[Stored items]

══════

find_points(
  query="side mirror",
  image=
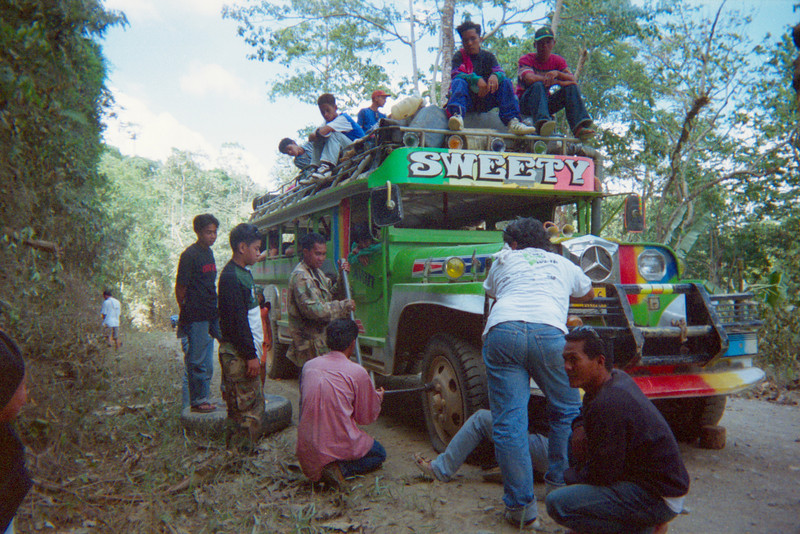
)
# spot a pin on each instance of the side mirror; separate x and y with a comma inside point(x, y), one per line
point(386, 204)
point(634, 214)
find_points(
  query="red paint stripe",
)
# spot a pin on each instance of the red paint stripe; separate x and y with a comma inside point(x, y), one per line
point(673, 386)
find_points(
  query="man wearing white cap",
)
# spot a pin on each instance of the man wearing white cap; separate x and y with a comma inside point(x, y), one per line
point(368, 118)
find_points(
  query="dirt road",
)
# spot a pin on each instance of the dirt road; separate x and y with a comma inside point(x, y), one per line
point(126, 465)
point(751, 486)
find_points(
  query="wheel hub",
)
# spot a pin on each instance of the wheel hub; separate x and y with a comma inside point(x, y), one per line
point(445, 399)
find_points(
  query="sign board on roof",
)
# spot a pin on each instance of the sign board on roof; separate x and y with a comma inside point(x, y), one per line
point(459, 167)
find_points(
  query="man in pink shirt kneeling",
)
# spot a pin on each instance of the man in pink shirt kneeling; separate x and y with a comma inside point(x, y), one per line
point(336, 395)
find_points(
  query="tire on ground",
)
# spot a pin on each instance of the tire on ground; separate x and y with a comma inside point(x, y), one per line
point(457, 369)
point(278, 365)
point(687, 417)
point(277, 416)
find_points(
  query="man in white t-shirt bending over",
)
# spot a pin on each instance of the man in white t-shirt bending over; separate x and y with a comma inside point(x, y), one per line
point(524, 339)
point(110, 311)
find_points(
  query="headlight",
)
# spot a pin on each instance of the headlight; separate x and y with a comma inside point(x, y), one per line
point(454, 268)
point(411, 139)
point(498, 145)
point(652, 265)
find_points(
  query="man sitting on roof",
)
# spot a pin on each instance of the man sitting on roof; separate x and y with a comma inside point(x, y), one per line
point(536, 76)
point(369, 118)
point(479, 84)
point(329, 139)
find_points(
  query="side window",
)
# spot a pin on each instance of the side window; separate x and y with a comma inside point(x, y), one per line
point(287, 234)
point(324, 226)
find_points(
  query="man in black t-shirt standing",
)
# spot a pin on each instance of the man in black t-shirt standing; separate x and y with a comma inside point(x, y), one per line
point(196, 293)
point(478, 83)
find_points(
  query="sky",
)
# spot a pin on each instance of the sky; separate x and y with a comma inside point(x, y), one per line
point(181, 79)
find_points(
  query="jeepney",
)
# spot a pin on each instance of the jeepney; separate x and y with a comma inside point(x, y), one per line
point(436, 202)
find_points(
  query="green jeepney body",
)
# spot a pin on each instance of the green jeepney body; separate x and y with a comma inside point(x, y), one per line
point(424, 279)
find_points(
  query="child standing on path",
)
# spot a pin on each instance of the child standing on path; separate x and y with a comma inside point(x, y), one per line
point(110, 311)
point(242, 333)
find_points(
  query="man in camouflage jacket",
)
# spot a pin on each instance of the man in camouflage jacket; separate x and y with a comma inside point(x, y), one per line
point(311, 301)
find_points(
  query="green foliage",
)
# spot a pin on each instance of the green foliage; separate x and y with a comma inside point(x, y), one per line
point(51, 95)
point(149, 209)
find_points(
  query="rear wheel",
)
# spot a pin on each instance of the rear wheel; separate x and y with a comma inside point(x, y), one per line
point(456, 369)
point(278, 365)
point(687, 417)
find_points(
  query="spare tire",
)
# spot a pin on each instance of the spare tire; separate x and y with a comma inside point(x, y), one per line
point(277, 416)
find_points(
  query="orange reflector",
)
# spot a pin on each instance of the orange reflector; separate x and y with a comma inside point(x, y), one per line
point(455, 142)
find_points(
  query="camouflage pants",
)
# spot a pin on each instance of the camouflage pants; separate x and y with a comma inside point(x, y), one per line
point(304, 349)
point(243, 394)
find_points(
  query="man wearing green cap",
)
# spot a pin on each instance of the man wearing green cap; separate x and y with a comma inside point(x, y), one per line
point(536, 76)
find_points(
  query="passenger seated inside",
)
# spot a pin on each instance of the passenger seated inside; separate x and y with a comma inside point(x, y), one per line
point(363, 245)
point(478, 83)
point(536, 77)
point(338, 131)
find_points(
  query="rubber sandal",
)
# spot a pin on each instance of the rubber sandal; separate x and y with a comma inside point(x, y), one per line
point(206, 407)
point(332, 476)
point(424, 465)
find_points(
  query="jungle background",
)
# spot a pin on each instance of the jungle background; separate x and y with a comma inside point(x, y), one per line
point(692, 114)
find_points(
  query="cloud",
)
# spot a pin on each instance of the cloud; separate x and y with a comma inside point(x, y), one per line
point(204, 7)
point(151, 10)
point(135, 10)
point(136, 130)
point(210, 78)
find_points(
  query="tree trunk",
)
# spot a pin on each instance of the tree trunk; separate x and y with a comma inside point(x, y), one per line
point(413, 44)
point(556, 17)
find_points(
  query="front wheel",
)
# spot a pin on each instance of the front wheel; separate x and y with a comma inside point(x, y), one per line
point(278, 365)
point(458, 375)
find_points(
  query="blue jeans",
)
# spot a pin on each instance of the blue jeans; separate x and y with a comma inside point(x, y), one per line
point(536, 102)
point(328, 149)
point(476, 429)
point(515, 352)
point(198, 356)
point(463, 100)
point(622, 507)
point(369, 462)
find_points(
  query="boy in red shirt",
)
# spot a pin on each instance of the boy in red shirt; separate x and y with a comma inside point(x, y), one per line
point(536, 76)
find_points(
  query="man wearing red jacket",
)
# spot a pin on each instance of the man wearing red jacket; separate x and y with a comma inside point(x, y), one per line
point(537, 74)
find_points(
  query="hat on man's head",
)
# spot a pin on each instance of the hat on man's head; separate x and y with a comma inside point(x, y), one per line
point(12, 369)
point(543, 33)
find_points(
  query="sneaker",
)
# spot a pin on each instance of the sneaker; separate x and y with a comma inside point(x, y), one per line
point(455, 123)
point(493, 475)
point(547, 128)
point(514, 517)
point(332, 475)
point(322, 172)
point(518, 128)
point(584, 134)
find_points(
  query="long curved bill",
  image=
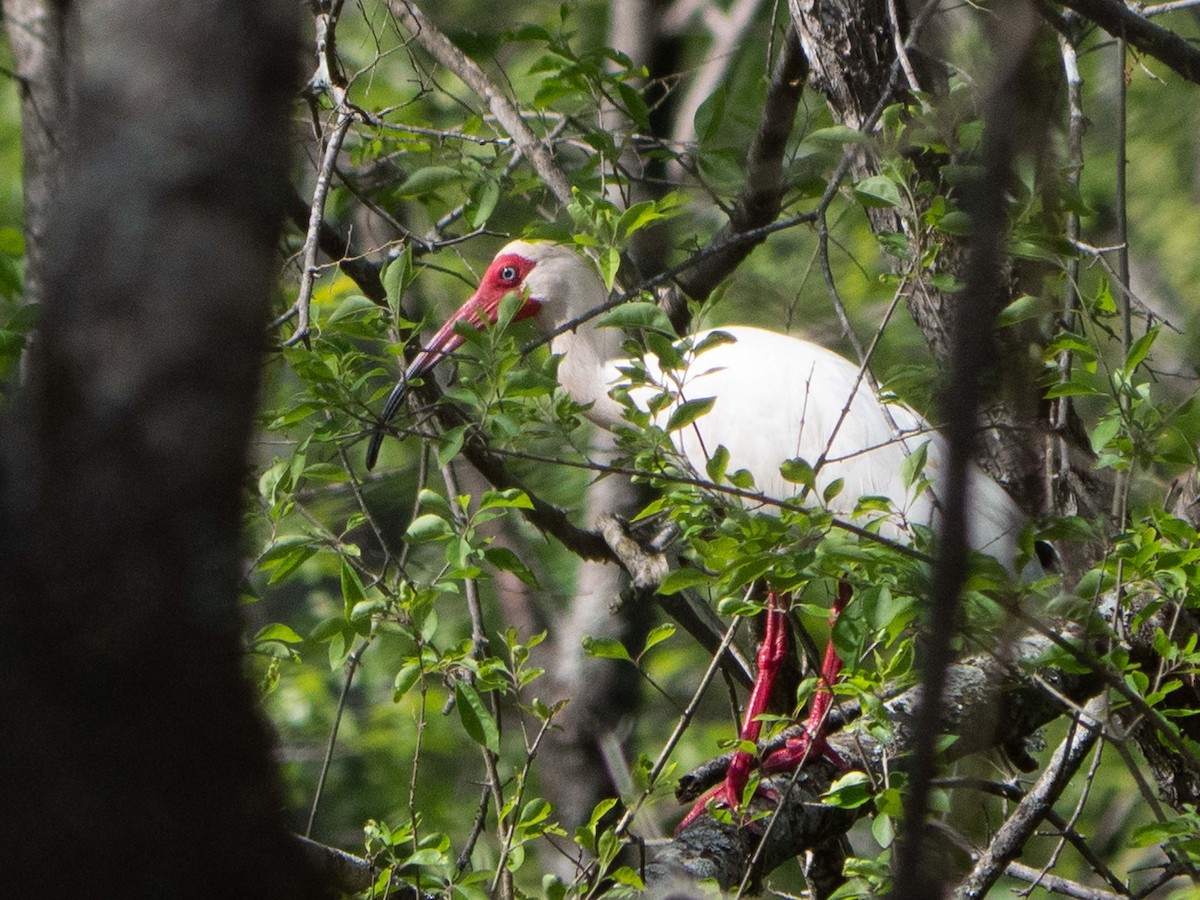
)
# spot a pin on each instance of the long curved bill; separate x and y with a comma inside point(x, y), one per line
point(477, 311)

══════

Return the data verbatim, leaving out the pictures it holds.

• **Result for this task**
find_points(
  query="side mirror",
  image=
)
# spot a pin on each instance of the side mirror; separate x and y with a comma inside point(x, y), one per line
point(386, 204)
point(634, 214)
find_points(
  query="red paint stripe",
)
# spot a pin on each instance of the red paint stripe; separate x and y with a comma inside point(x, y), one per line
point(673, 386)
find_points(
  query="man wearing white cap",
)
# spot a pin on each instance of the man wearing white cap; separate x and y with a comma inside point(x, y), one per line
point(368, 118)
find_points(
  query="dirt road",
)
# spot a pin on each instance of the dirt road; separate x and y with a comma inside point(x, y), one per line
point(126, 465)
point(751, 486)
find_points(
  query="wheel hub",
)
# spot a pin on each instance of the wheel hub; separate x and y with a comma inside point(x, y), one per line
point(445, 399)
find_points(
  query="sign board on roof",
)
# spot a pin on each instance of the sign board on roof; separate x and y with a comma inside point(x, y), one per line
point(459, 167)
find_points(
  query="man in pink shirt kneeling",
)
# spot a pin on each instance of the man in pink shirt kneeling; separate x and y with a comma inside point(x, y), one per line
point(336, 395)
find_points(
  query="tire on ground",
)
# spot a pin on each instance of the tire on ground; separate x and y with a comma inside point(x, y), one per line
point(457, 369)
point(278, 365)
point(687, 417)
point(277, 416)
find_points(
  query="man in white t-shirt bending over",
)
# spot a pin on each instance of the man in white t-shirt bending over; separate x and y with a comma inside point(x, y), one per line
point(524, 339)
point(110, 311)
find_points(
  query="headlight",
)
# spot a pin on each instance of the headlight; separate x and y with a comma inside point(x, y), one per line
point(454, 268)
point(411, 139)
point(498, 145)
point(652, 265)
find_points(
  query="man sitting on roof",
)
# spot a pin on each instance of the man sitting on roof; separate x and y with a comma inside point(x, y), one per line
point(536, 76)
point(369, 118)
point(479, 84)
point(329, 139)
find_points(
  query="side window",
)
# spot a pin on each instance of the side window; separate x and y with a comma inside point(x, y), one per line
point(287, 234)
point(324, 226)
find_points(
  query="man in black t-shirt standing",
)
# spot a pin on each instance of the man in black t-shirt standing; separate x and y with a comma inside point(x, y), one per line
point(196, 293)
point(478, 83)
find_points(
  query="sky",
)
# spot a pin on each instance of the sky; separate x and y with a comma inside point(x, y), one per line
point(181, 79)
find_points(
  query="jeepney",
)
# spot a pin on each instance of the jeepney; separate x and y with a comma inside point(x, y), one per line
point(436, 202)
find_points(
  query="green jeepney body",
)
# spot a pin on each instance of the green jeepney body; separate x and y with a comma inside point(x, y), one per line
point(424, 279)
find_points(
  query="child standing on path",
)
# spot a pin on each instance of the child standing on path; separate x and y with a comma inside point(x, y), one per line
point(110, 311)
point(242, 333)
find_points(
  query="man in camouflage jacket",
)
# spot a pin on each instance of the man in camouflage jacket; separate x and y with a comma inside point(x, y), one per line
point(311, 301)
find_points(
  query="green foliage",
)
# spot a pin on each instance of the green foliage; separate x and y with a comma inside point(x, y), one per line
point(51, 95)
point(149, 209)
find_points(
  query="rear wheel",
)
# spot a pin on each instance of the rear wheel; separate x and y with a comma inside point(x, y), one per line
point(456, 369)
point(278, 365)
point(687, 417)
find_points(
  query="spare tire",
)
# spot a pin on each instance of the spare tire; separate x and y with a comma inside point(x, y), one per line
point(277, 416)
find_points(
  query="orange reflector",
)
# spot a pin on each instance of the orange reflector; separate x and y with a comma inside point(x, y), one per line
point(455, 142)
find_points(
  query="camouflage pants",
)
# spot a pin on each instance of the camouflage pants; separate x and y with a comma inside point(x, y), one per line
point(304, 349)
point(243, 394)
find_points(
  query="man wearing green cap",
)
# spot a pin on each instance of the man wearing green cap; separate x and y with a comma inside point(x, y), one per line
point(536, 76)
find_points(
  query="passenger seated inside",
)
# spot a pin on each instance of the passenger seated inside; separate x and y with a comma inside point(x, y), one per line
point(363, 245)
point(478, 83)
point(536, 77)
point(338, 131)
find_points(
  query="rubber sandal",
)
# spot a pin on each instance of the rubber sandal; separate x and y with a comma inside point(x, y), one per line
point(206, 407)
point(332, 476)
point(424, 465)
find_points(
  query="jungle background",
)
# spot a pin on each instance of the jungle background; separate x and y with a comma inside point(x, y), one per line
point(692, 114)
find_points(
  query="cloud",
)
# spot a pin on each instance of the cloud; separate x and y with a comma inside point(x, y), one per line
point(204, 7)
point(151, 10)
point(135, 10)
point(136, 130)
point(210, 78)
find_points(
  query="tree trunk",
)
# spot a pin on each instance of the tree trunk; separate x and y with a comma inside point(x, y), one per line
point(413, 44)
point(556, 17)
find_points(
  query="front wheel",
)
# spot a pin on each instance of the front wheel; separate x and y with a comma inside point(x, y), one per line
point(278, 365)
point(458, 375)
find_points(
  query="blue jeans",
)
# spot a pin on each instance of the blue jeans; separate x and y with a comma inside point(x, y), one per line
point(536, 102)
point(328, 149)
point(476, 429)
point(515, 352)
point(198, 356)
point(463, 100)
point(622, 507)
point(369, 462)
find_points(
  query="boy in red shirt",
)
# spot a pin on each instance of the boy in red shirt; separate x and y with a comma inside point(x, y), one per line
point(536, 76)
find_points(
  query="man wearing red jacket",
)
# spot a pin on each instance of the man wearing red jacket; separate x and y with a comma inside point(x, y), one per line
point(537, 74)
find_points(
  query="hat on man's head",
)
# spot a pin on each instance of the hat on man's head; separate x and y with a comma inside point(x, y), one per line
point(12, 369)
point(543, 33)
find_points(
  query="sneaker",
)
# spot a pin on each instance of the sneaker; separate x and y with a comma inside point(x, y), one per line
point(455, 123)
point(493, 475)
point(547, 128)
point(514, 517)
point(332, 475)
point(322, 172)
point(518, 128)
point(584, 134)
find_points(
  query="long curved bill",
  image=
)
# spot a pin on each instance of the long curved bill; separate x and y with a comma inside point(x, y), one per line
point(477, 311)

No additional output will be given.